### Teks Sumber
◇ ◇ ◇ ◇ ◇

Kurangi Emisi, Wakil Ketua MPR Ajak Warga Pindah ke Kompor Listrik

Bandung, IDN Times - Penggunaan gas dalam LPG yang dipakai untuk berbagai kebutuhan khususnya memasak di rumah masih dianggap lebih buruk dampaknya pada lingkungan dibandingkan dengan kompor listrik. Di sisi lain, saat ini LPG yang dipakai masyarakat gasnya masih banyak yang harus dibeli dari luar negeri.
Wakil Ketua MPR RI Eddy Soeparno mengatakan, Indonesia merupakan negara yang begitu kaya dengan sumber-sumber energi terbarukan. Namun, sangat disayangkan kekayaan tersebut masih belum banyak tereksplorasi sehingga Indonesia masih bergantung pada impor minyak bumi dan gas untuk memenuhi kebutuhan sumber energi masyarakat.
"Kalau kita bisa memanfaatkan seluruh sumber energi terbarukan, kita bisa mengganti energi dari sumber fosil. Namun, untuk mengeksplorasi semua sumber energi terbarukan itu membutuhkan dana yang cukup besar," kata Eddy dikutip dari laman Unpad.ac.id, Minggu (27/4/2025).
1. Penurunan emisi terus diupayakan
Melakukan transisi energi, lanjutnya, juga tidak boleh mengorbankan ketahanan energi kita yang relatif rentan karena ketergantungan Indonesia pada impor yang masih besar. Tidak hanya menambah pengeluaran yang dibutuhkan oleh negara, penggunaan sumber energi fosil juga sangat tidak ramah lingkungan. Oleh karena itu, sangat dibutuhkan transisi energi dari energi sumber fosil menjadi energi terbarukan yang lebih hijau.

◇ ◇ ◇ ◇ ◇

### Daftar Baris
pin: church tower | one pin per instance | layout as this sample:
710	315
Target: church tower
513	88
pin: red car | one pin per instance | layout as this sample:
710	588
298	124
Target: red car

◇ ◇ ◇ ◇ ◇

### Soal A
Susunlah sebagai daftar bernomor baris-baris dalam daftar baris, mulai dari baris yang memuat "pin: red car" sampai baris terakhir daftar itu. Jangan sertakan baris kosong.
### Soal B
Lanjutkan teks sumber tentang ajakan beralih ke kompor listrik untuk mengurangi emisi, mulai setelah kalimat terakhirnya.
Teks sumber tidak berkaitan dengan baris-baris yang ada.

### Hasil Latihan A
1. pin: red car | one pin per instance | layout as this sample:
2. 710	588
3. 298	124
4. Target: red car

### Hasil Latihan B
Eddy menjelaskan bahwa salah satu peran pemerintah dalam mempersiapkan transisi energi adalah dengan menyusun perangkat hukum untuk merancang fase transisi energi yang akan dikembangkan sekaligus memastikan bahwa terjadi penurunan emisi karbon dan menciptakan ketahanan energi. Tidak hanya itu, hal lainnya adalah dengan meningkatkan penyediaan transportasi umum bertenaga listrik untuk masyarakat.
“Industri juga harus diberikan peringatan terkait dengan emisi yang telah dikeluarkan, rumah tangga yang masih menggunakan LPG bisa diganti dengan kompor listrik, peningkatan kualitas bahan bakar untuk menurunkan emisi yang dihasilkan, saat ini juga mengembangkan teknologi Carbon Capture Storage (CCS), yaitu menginjeksi emisi karbon ke dalam reservoir kosong bekas pengeboran minyak, dan penerapan pajak karbon,” kata Eddy.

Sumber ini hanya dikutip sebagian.